Return every one of the items below word for word, changing nothing.

+++ Exercise input +++

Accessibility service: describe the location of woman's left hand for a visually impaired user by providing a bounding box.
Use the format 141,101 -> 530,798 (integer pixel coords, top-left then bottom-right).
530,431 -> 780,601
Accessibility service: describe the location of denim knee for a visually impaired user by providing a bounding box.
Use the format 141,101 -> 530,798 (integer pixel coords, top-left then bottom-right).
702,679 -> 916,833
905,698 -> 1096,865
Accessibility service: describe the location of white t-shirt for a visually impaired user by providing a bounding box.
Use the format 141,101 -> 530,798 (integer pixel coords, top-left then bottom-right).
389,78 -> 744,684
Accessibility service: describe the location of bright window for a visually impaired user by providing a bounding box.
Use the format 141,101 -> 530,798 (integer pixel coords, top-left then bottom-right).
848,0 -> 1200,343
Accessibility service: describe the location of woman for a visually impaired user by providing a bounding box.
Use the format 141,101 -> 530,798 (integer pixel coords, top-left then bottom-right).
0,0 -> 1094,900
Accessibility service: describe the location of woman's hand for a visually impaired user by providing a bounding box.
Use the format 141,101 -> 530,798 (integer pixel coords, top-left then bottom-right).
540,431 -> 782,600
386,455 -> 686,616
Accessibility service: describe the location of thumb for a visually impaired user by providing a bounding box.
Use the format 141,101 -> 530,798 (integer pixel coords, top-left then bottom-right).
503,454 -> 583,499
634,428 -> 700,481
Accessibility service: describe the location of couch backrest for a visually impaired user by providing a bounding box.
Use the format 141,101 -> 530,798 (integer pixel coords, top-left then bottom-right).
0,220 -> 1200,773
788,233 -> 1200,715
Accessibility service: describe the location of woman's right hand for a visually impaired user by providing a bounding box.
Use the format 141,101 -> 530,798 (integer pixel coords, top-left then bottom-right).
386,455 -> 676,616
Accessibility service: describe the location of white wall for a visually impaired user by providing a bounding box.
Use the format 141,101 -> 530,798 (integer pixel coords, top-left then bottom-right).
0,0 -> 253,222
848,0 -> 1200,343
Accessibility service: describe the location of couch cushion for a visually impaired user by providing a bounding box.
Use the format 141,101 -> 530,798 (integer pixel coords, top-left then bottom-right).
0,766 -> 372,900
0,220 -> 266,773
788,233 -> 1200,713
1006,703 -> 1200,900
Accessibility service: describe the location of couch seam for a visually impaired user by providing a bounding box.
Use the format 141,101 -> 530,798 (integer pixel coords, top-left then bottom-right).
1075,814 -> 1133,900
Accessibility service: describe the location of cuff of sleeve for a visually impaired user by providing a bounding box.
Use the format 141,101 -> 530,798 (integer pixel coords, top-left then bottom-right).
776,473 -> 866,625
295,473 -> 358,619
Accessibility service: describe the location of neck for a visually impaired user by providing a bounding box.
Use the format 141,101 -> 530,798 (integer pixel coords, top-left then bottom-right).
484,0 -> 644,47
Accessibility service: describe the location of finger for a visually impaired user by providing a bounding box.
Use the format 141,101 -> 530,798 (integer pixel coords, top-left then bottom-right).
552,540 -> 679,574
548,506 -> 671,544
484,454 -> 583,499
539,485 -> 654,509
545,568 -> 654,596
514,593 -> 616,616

+++

— Task result —
Accessibility service: describe the location of woman's left hand for a visually impaired user by providing a bounding box.
Use the format 141,101 -> 530,798 (integer pixel coords, top-left then bottom-right).
530,431 -> 780,601
Accessibility service: describe the location of denim knee for a visually impaired user by providing a bounding box.
Use the format 141,101 -> 530,798 (integer pixel coords, top-left then bottom-right).
702,679 -> 916,833
905,698 -> 1096,865
Accessibility service: describe the location of white t-shirt for a visually impaired user by providing a bounding box.
Use the format 141,101 -> 530,798 (integer pixel coords, top-left then bottom-right).
389,78 -> 744,684
Accessibility service: describe the location of bright window for a visually impaired user by providing a bounding box.
Use the format 141,101 -> 530,798 (integer pixel coords, top-left then bottom-right).
848,0 -> 1200,343
Accessibility service: describe the location of woman for a visually impaired user by providing a bounding box.
Use the format 141,101 -> 530,798 (integer pixel coords, top-left then bottom-right).
0,0 -> 1094,900
Accessibility service: describe the location of woman's hand for a visually impaired user by providing a bounding box.
Use the format 141,101 -> 530,798 (integer pixel coords, top-left then bottom-right).
540,431 -> 782,600
386,455 -> 686,616
Accessibility service: describe the location of thumb for a visually impaired user by providing a bounding box.
Use the format 141,101 -> 530,798 (integer pixel coords, top-left then bottom-right).
503,454 -> 583,499
634,428 -> 700,481
Accessibility service: describe the location of couch backrest for a visually impaired user by providing a bounding box.
Use the format 141,101 -> 530,798 (integer pixel coords, top-left then bottom-right).
0,220 -> 1200,773
788,233 -> 1200,715
Accessibility service: describe the location of woman's right hand for a visually impaired user by providing a bounding box.
Use the format 141,101 -> 530,798 (integer pixel coords, top-left then bottom-right).
386,455 -> 676,616
Accessibility service: describe the location of white wall for a visually impaired user by providing a bounding box.
Use the format 141,101 -> 530,798 (integer pixel coords, top-left then bottom-right).
0,0 -> 253,222
848,0 -> 1200,343
Accessibility service: describe the location of couch cushion for a visually impaired user by providing a bounding box.
Use the format 141,101 -> 530,798 (integer pixel coords, top-left then bottom-right).
0,766 -> 372,900
0,220 -> 266,773
788,233 -> 1200,713
1006,703 -> 1200,900
Accessibility service: describe the location of couch seam for a visually impaired user by providing a bounding box.
Use the format 141,101 -> 530,798 (integer pixel coords, top-left then bottom-right).
1075,814 -> 1133,900
Accessibility service: describe the location of cuff of sleeve for a visually impaired user by providing a bounding box.
Use the format 141,101 -> 530,798 (integer pixel coords, top-left then bottom-right).
776,473 -> 866,625
295,473 -> 358,619
Accessibility service: describe the location of neck for a visually impaired user by providing a bounding box.
Use the format 141,101 -> 530,798 (integer pixel coords, top-left then bottom-right).
484,0 -> 644,47
Accessibility service: describe the location of finger for a visually impaired user by providing a bounding box.
Use the format 141,101 -> 530,798 (integer pixel coords, top-left then bottom-right).
552,540 -> 679,574
548,506 -> 671,544
484,454 -> 583,499
539,485 -> 654,509
545,568 -> 654,596
514,593 -> 616,616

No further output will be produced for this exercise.